■ Task statement
Each line below needs to be restated word for word.
═════ Exercise material ═════
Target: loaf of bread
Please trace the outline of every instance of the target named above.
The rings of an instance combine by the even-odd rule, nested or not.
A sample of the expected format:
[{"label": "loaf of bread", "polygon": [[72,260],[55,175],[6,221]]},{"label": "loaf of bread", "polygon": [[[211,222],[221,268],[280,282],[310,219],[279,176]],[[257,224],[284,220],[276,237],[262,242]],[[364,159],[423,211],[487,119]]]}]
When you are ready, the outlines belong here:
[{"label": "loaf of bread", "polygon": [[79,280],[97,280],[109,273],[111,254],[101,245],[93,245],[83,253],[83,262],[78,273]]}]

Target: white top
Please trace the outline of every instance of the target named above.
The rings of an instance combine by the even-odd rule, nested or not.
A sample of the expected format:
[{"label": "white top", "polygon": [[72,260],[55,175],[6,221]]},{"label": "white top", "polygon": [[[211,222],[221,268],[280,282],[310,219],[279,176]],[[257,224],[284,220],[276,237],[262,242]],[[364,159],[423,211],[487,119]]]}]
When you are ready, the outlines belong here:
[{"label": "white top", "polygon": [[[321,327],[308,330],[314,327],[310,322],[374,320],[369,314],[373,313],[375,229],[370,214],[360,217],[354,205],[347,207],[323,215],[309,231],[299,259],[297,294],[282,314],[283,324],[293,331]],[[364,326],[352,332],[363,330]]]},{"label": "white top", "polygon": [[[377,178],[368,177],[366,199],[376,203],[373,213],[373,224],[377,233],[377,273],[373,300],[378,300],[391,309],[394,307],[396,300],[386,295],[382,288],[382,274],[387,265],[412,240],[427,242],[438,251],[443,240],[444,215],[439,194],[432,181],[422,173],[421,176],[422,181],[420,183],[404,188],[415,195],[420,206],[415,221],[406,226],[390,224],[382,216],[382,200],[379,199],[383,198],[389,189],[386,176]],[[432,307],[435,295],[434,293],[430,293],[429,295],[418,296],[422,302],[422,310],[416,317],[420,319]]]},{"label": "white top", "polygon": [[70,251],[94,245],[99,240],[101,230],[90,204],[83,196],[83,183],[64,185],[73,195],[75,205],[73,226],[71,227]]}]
═════
■ Result for this exercise
Target: loaf of bread
Please trace the outline of every instance of the target named above.
The rings of an instance combine by the even-odd rule, nested or not.
A sample of the expected format:
[{"label": "loaf of bread", "polygon": [[72,260],[55,175],[6,221]]},{"label": "loaf of bread", "polygon": [[[211,222],[221,268],[280,282],[310,219],[279,176]],[[257,224],[284,220],[276,237],[262,242]],[[364,159],[423,211],[487,119]]]}]
When you are ready, the outlines belong here:
[{"label": "loaf of bread", "polygon": [[79,280],[97,280],[109,273],[111,254],[101,245],[93,245],[83,253],[83,262],[78,273]]}]

Target: white top
Please trace the outline of every instance of the target named above.
The rings of an instance combine by the even-odd rule, nested or not.
A sample of the expected format:
[{"label": "white top", "polygon": [[72,260],[55,175],[6,221]]},{"label": "white top", "polygon": [[[211,222],[221,268],[280,282],[310,219],[279,176]],[[257,224],[284,220],[276,237],[262,242]],[[364,159],[423,211],[487,119]]]}]
When you are ready, the outlines belong here:
[{"label": "white top", "polygon": [[[321,327],[308,330],[314,327],[310,322],[374,320],[369,314],[373,313],[375,229],[370,214],[360,217],[354,205],[347,207],[323,215],[309,231],[299,259],[297,294],[282,314],[283,324],[293,331]],[[364,326],[352,332],[363,330]]]},{"label": "white top", "polygon": [[[377,178],[368,177],[366,199],[376,203],[373,213],[373,224],[377,233],[377,273],[373,300],[378,300],[391,309],[394,307],[396,300],[386,295],[382,288],[382,274],[387,265],[412,240],[427,242],[438,251],[443,240],[444,215],[439,194],[432,181],[422,173],[421,176],[422,181],[420,183],[404,188],[415,195],[420,206],[415,221],[406,226],[390,224],[382,216],[382,200],[379,199],[383,198],[389,189],[386,176]],[[432,307],[435,295],[434,293],[430,293],[429,295],[418,296],[422,302],[422,310],[416,317],[420,319]]]},{"label": "white top", "polygon": [[70,251],[94,245],[99,240],[101,230],[90,204],[83,196],[83,183],[64,185],[73,195],[75,205],[73,226],[71,227]]}]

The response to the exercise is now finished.